#### RECORDS TO PROCESS

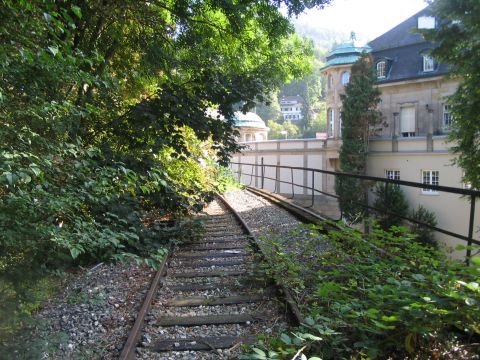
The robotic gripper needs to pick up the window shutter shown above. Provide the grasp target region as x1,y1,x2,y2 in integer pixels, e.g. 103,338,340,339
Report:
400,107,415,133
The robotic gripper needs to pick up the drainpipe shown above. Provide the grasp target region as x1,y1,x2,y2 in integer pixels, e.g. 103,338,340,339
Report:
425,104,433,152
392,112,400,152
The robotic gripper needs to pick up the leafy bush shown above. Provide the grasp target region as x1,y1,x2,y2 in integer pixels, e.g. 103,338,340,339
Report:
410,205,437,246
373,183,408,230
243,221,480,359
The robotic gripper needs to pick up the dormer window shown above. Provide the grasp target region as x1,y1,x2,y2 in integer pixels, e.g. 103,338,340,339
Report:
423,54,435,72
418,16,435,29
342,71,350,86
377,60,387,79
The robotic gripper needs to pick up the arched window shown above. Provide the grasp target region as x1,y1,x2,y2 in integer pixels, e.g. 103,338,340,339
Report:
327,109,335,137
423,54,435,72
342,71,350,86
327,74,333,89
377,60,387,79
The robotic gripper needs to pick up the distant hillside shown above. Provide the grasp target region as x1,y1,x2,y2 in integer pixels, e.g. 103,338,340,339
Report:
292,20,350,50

########

JOB ->
Rewrite every line of the listing above as a Markdown table with the columns "Row" and "Line", numbering the rows and leaving out blank lines and the pictures.

ANSWER FOR THIS EXERCISE ->
| Row | Line |
|---|---|
| 1 | The robotic gripper needs to pick up the window shutter shown above. Provide the grasp target region as x1,y1,x2,y2 in integer pixels, e.g. 103,338,340,339 |
| 2 | Report: |
| 3 | 400,107,415,133 |
| 4 | The robotic gripper needs to pick up the drainpipe shown above. Provide the grasp target region as x1,y1,x2,y2 in integer pixels, e.g. 103,338,340,339 |
| 5 | Report: |
| 6 | 425,104,433,152 |
| 7 | 392,112,400,152 |
| 8 | The robotic gripper needs to pick up the leafy bush shown above. Provide the grasp target region as x1,y1,x2,y2 in integer pixels, e.g. 103,338,340,339 |
| 9 | Report: |
| 10 | 410,205,437,246 |
| 11 | 373,183,408,230 |
| 12 | 243,221,480,359 |
| 13 | The robotic gripper needs to pick up the dormer window shown above. Provide the grasp target region as x1,y1,x2,y2 in integer pixels, e.g. 103,338,340,339 |
| 14 | Report: |
| 15 | 423,54,435,72 |
| 16 | 418,16,435,29 |
| 17 | 342,71,350,86 |
| 18 | 377,60,387,79 |
| 19 | The robotic gripper needs to pick up the arched window shown above. Provide the grasp target region as x1,y1,x2,y2 in integer pixels, e.g. 103,338,340,339 |
| 20 | Report: |
| 21 | 327,109,335,137 |
| 22 | 423,54,435,72 |
| 23 | 342,71,350,86 |
| 24 | 327,74,333,89 |
| 25 | 377,60,387,79 |
| 26 | The robotic gripper needs to pick up the distant hillside shown above. Provide the grasp target region as x1,y1,x2,y2 in integer pixels, e.g. 103,338,340,339 |
| 27 | Report: |
| 28 | 292,20,350,50 |